* STATED EXERCISE: Please copy out the data below from the line with "Target: hockey glove" to the line with "x=516 y=292", both lines included, keeping each line the same.

★ ★ ★ ★ ★

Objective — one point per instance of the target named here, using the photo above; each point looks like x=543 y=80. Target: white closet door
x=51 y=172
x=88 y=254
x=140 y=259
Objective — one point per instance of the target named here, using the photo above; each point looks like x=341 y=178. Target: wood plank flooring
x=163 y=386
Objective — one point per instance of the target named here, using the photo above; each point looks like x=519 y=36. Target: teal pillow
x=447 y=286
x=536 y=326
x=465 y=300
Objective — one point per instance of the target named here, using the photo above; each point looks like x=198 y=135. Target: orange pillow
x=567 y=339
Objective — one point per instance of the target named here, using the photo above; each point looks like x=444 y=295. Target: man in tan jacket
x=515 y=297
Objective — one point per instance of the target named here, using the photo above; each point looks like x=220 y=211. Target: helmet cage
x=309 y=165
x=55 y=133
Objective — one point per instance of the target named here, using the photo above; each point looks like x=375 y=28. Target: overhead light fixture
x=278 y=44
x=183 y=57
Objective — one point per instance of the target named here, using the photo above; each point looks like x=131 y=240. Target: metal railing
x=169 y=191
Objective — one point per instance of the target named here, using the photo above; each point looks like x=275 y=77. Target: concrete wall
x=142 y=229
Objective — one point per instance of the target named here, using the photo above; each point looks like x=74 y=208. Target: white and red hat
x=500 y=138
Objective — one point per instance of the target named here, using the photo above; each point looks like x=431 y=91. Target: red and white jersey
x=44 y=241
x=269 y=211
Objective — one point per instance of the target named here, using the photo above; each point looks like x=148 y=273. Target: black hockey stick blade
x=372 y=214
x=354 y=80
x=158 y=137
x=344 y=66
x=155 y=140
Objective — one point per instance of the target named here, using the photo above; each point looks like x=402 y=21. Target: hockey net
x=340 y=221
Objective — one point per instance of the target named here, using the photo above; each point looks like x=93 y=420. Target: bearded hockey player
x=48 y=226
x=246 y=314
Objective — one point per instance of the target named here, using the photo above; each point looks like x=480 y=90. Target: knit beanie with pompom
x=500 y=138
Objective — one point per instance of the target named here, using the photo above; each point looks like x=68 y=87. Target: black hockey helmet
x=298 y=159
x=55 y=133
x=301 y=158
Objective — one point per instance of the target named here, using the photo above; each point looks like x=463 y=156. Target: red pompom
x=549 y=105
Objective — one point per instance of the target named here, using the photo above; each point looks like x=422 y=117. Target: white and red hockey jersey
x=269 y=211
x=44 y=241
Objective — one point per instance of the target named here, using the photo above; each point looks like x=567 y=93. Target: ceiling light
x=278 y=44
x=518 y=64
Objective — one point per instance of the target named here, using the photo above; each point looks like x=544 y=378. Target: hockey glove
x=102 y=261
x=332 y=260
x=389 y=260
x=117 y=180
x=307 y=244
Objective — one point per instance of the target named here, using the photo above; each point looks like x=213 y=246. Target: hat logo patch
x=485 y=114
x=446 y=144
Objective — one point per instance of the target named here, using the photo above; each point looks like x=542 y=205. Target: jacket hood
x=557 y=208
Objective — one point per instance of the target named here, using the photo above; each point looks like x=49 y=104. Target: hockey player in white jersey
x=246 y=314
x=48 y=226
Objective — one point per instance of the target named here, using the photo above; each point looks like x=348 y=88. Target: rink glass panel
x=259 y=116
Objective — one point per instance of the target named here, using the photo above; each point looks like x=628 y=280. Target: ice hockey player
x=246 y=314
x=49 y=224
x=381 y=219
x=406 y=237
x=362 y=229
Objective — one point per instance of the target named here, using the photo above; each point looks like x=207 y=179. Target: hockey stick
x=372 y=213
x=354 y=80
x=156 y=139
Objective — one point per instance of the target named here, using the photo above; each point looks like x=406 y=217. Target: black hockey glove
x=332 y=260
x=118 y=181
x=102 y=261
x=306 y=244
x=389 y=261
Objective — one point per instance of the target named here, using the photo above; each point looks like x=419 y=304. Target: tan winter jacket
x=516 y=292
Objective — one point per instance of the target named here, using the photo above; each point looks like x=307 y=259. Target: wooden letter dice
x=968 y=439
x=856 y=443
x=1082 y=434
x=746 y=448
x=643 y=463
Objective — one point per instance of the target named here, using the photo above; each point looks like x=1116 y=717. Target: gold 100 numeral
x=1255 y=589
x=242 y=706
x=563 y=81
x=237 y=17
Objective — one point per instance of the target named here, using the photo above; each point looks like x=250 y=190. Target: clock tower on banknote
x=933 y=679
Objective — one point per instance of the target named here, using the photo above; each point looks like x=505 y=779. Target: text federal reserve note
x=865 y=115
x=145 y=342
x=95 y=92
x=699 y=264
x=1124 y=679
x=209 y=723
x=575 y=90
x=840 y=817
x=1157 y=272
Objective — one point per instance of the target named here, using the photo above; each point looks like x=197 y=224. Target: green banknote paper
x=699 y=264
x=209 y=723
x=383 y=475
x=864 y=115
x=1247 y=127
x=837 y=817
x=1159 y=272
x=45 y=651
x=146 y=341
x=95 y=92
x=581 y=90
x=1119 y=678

★ ★ ★ ★ ★

* EXERCISE ANSWER:
Objective — one point per instance of the target named here, using the photo above; each point looks like x=544 y=378. Target: hockey glove
x=102 y=261
x=332 y=260
x=389 y=260
x=117 y=180
x=307 y=244
Objective — one point per instance of the target named here, using the photo above; each point looks like x=213 y=246. Target: hat logo patch
x=485 y=114
x=446 y=144
Objective — one point per instance of the target named here, using the photo above; each point looks like x=542 y=205. Target: jacket hood
x=557 y=208
Objective — one point per instance of the target named here, using the photo above; each point looks like x=49 y=104. Target: hockey player in white jersey
x=246 y=314
x=48 y=226
Objective — one point per instance of the target named here, using the photo above; each point looks like x=348 y=88. Target: rink glass panel
x=259 y=116
Objective — one point per instance of the target named here, using the photo above; each point looks like x=628 y=280. Target: ice hockey player
x=246 y=314
x=49 y=224
x=381 y=219
x=406 y=237
x=362 y=229
Objective — one point per instance of the target named here, using the photo above; each point looks like x=207 y=179. Target: hockey stick
x=372 y=213
x=354 y=80
x=156 y=139
Objective — one point per instance of the target named here, using the photo above; each point looks like x=406 y=217. Target: black hockey glove
x=332 y=260
x=118 y=181
x=102 y=261
x=306 y=244
x=389 y=261
Objective — one point per instance of the target named here, using the photo above; each point looks like x=419 y=304. Target: tan winter jacket
x=516 y=292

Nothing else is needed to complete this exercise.